> DATA RECORDS:
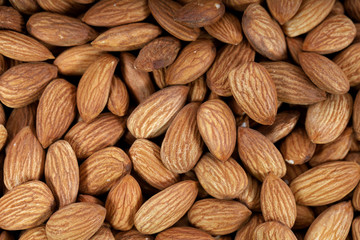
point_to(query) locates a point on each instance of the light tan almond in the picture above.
(62, 172)
(94, 87)
(165, 208)
(152, 117)
(326, 120)
(317, 187)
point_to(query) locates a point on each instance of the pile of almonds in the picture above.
(179, 119)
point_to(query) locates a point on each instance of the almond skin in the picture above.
(192, 62)
(166, 207)
(264, 34)
(56, 111)
(94, 87)
(333, 223)
(217, 127)
(316, 187)
(259, 155)
(332, 35)
(126, 37)
(23, 48)
(77, 220)
(255, 92)
(23, 83)
(34, 199)
(88, 138)
(106, 14)
(218, 217)
(62, 172)
(102, 170)
(180, 150)
(222, 180)
(152, 117)
(326, 120)
(122, 202)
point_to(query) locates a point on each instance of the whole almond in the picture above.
(126, 37)
(111, 13)
(94, 87)
(102, 170)
(217, 127)
(23, 48)
(25, 159)
(316, 187)
(326, 120)
(332, 35)
(192, 62)
(77, 220)
(23, 84)
(163, 11)
(88, 138)
(56, 111)
(222, 180)
(166, 207)
(59, 30)
(218, 217)
(34, 199)
(254, 91)
(122, 202)
(152, 117)
(259, 155)
(62, 172)
(264, 34)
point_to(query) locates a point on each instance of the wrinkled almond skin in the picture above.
(218, 217)
(111, 13)
(217, 127)
(165, 208)
(34, 199)
(62, 172)
(326, 120)
(316, 187)
(255, 92)
(259, 155)
(122, 202)
(264, 34)
(56, 111)
(77, 220)
(180, 150)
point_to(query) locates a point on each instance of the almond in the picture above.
(59, 30)
(152, 117)
(88, 138)
(316, 187)
(62, 172)
(326, 120)
(23, 48)
(332, 35)
(102, 170)
(111, 13)
(122, 202)
(192, 62)
(56, 111)
(259, 155)
(218, 217)
(163, 11)
(126, 37)
(26, 206)
(23, 84)
(166, 207)
(255, 92)
(217, 127)
(264, 34)
(77, 220)
(94, 87)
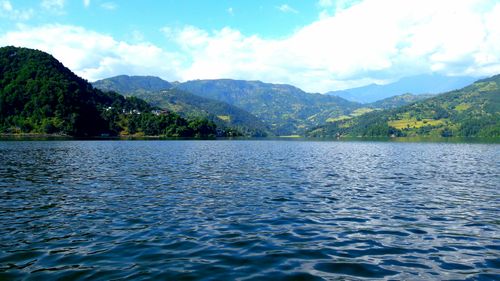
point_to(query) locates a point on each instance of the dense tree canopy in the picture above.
(39, 95)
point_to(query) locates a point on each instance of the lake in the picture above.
(249, 210)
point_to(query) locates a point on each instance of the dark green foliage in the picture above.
(473, 111)
(39, 95)
(231, 120)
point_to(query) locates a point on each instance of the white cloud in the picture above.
(363, 43)
(8, 11)
(371, 41)
(325, 3)
(93, 55)
(54, 6)
(109, 6)
(285, 8)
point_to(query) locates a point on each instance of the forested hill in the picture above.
(286, 109)
(158, 93)
(40, 95)
(398, 101)
(473, 111)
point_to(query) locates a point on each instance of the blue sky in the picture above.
(318, 45)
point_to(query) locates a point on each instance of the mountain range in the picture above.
(40, 95)
(282, 109)
(473, 111)
(416, 85)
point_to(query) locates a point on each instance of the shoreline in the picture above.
(421, 139)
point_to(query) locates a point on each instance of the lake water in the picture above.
(249, 210)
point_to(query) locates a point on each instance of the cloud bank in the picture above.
(352, 45)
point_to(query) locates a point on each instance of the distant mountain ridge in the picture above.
(473, 111)
(130, 84)
(160, 93)
(416, 85)
(398, 101)
(279, 108)
(286, 109)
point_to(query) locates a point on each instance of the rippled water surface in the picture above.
(249, 210)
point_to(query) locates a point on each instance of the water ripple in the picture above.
(249, 210)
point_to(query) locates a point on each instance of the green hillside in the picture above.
(132, 84)
(398, 101)
(286, 109)
(39, 95)
(231, 119)
(473, 111)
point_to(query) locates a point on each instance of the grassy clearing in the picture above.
(361, 111)
(225, 118)
(343, 117)
(414, 124)
(462, 107)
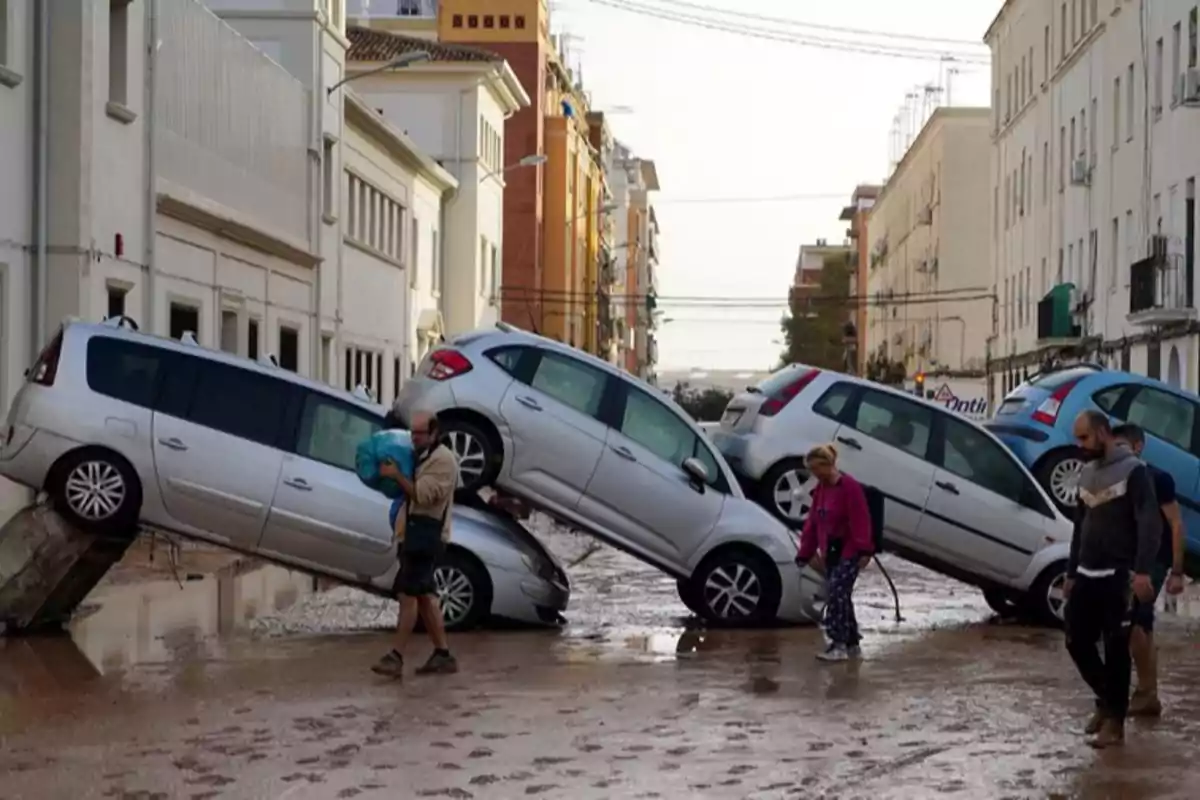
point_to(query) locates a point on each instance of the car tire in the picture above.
(737, 585)
(97, 491)
(465, 590)
(475, 451)
(1045, 603)
(1002, 602)
(1057, 474)
(789, 479)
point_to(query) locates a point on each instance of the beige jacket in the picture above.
(437, 477)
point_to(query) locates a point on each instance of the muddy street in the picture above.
(223, 681)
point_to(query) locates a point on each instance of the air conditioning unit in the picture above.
(1192, 86)
(1080, 172)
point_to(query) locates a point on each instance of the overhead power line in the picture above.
(834, 29)
(774, 35)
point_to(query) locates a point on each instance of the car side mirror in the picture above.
(696, 471)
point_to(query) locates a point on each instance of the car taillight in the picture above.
(775, 403)
(1048, 413)
(447, 364)
(46, 368)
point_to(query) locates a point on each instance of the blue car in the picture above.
(1036, 422)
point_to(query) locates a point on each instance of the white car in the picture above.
(957, 500)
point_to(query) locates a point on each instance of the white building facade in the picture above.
(1095, 162)
(929, 278)
(454, 107)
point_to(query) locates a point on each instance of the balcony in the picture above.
(1159, 293)
(1055, 323)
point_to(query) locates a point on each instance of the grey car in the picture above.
(605, 452)
(121, 428)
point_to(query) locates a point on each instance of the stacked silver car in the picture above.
(957, 500)
(603, 451)
(123, 428)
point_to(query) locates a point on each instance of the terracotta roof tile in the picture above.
(376, 46)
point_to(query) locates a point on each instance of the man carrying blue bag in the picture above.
(423, 528)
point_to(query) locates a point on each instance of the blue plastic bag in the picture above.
(395, 445)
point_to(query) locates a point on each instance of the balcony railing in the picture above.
(1158, 290)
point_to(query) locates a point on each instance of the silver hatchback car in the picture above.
(123, 428)
(600, 450)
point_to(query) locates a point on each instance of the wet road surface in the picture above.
(253, 686)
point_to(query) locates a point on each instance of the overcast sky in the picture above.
(732, 119)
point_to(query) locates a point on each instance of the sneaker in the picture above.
(390, 666)
(439, 663)
(834, 653)
(1145, 704)
(1111, 734)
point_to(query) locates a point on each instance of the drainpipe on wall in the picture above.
(43, 176)
(151, 163)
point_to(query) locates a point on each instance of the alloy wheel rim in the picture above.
(95, 489)
(456, 594)
(1056, 599)
(793, 494)
(1065, 480)
(732, 590)
(469, 452)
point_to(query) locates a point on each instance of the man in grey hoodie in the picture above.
(1116, 537)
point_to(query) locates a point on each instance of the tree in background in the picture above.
(815, 326)
(703, 405)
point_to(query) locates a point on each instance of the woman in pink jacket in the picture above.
(837, 540)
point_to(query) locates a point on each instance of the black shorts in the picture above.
(415, 576)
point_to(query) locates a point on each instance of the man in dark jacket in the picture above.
(1117, 531)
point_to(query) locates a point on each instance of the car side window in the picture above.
(125, 371)
(1165, 415)
(972, 456)
(834, 401)
(330, 431)
(895, 421)
(240, 402)
(570, 383)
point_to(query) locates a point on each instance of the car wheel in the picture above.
(465, 590)
(1047, 602)
(1002, 602)
(1060, 476)
(97, 491)
(474, 451)
(786, 491)
(737, 585)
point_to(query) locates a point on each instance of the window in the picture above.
(975, 457)
(252, 341)
(895, 421)
(1158, 78)
(1168, 416)
(289, 348)
(115, 301)
(330, 431)
(184, 319)
(229, 331)
(239, 402)
(118, 52)
(570, 383)
(327, 164)
(125, 371)
(1129, 102)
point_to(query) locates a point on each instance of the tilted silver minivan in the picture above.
(123, 428)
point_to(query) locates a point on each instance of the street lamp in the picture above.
(399, 62)
(535, 160)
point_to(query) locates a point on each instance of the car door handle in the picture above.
(624, 452)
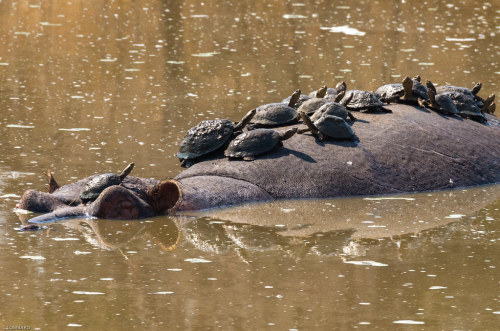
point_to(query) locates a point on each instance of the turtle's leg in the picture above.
(339, 96)
(421, 102)
(351, 116)
(492, 108)
(288, 134)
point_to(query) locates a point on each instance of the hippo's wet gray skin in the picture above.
(409, 150)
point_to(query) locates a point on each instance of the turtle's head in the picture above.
(342, 86)
(430, 86)
(321, 92)
(294, 98)
(407, 83)
(476, 88)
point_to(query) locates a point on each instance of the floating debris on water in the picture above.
(345, 29)
(20, 126)
(289, 16)
(74, 129)
(412, 322)
(197, 260)
(88, 293)
(367, 263)
(32, 257)
(207, 54)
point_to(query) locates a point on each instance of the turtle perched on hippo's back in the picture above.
(409, 91)
(363, 101)
(252, 143)
(208, 136)
(99, 183)
(276, 114)
(467, 105)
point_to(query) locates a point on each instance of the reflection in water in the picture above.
(88, 86)
(344, 228)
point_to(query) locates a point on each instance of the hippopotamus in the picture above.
(411, 149)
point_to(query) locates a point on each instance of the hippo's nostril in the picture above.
(164, 196)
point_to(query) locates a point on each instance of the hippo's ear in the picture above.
(163, 196)
(116, 202)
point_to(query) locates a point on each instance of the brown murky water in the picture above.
(86, 87)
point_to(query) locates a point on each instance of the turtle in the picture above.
(492, 108)
(450, 88)
(302, 98)
(96, 185)
(276, 114)
(409, 91)
(472, 93)
(252, 143)
(208, 136)
(319, 93)
(332, 93)
(330, 126)
(332, 108)
(441, 103)
(313, 104)
(466, 105)
(363, 101)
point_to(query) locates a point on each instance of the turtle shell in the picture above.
(446, 103)
(331, 108)
(204, 138)
(390, 91)
(419, 90)
(466, 106)
(96, 185)
(253, 143)
(302, 99)
(331, 93)
(362, 100)
(311, 105)
(463, 102)
(335, 127)
(450, 88)
(274, 114)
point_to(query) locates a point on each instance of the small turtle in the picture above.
(332, 93)
(466, 105)
(450, 88)
(332, 108)
(250, 144)
(492, 108)
(441, 103)
(472, 93)
(363, 101)
(313, 104)
(330, 126)
(276, 114)
(96, 185)
(302, 98)
(208, 136)
(409, 91)
(319, 93)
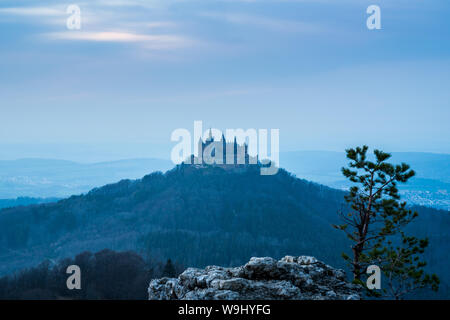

> WHAT YOU NEED TO DO: Return each line of the records that contains the word "dark".

> RESULT FOR THIS EXERCISE:
point_to(query) locates a point on each instance of the dark green foliage in the picture above.
point_to(query) locates a point on each instance of the man in dark jacket in the picture above.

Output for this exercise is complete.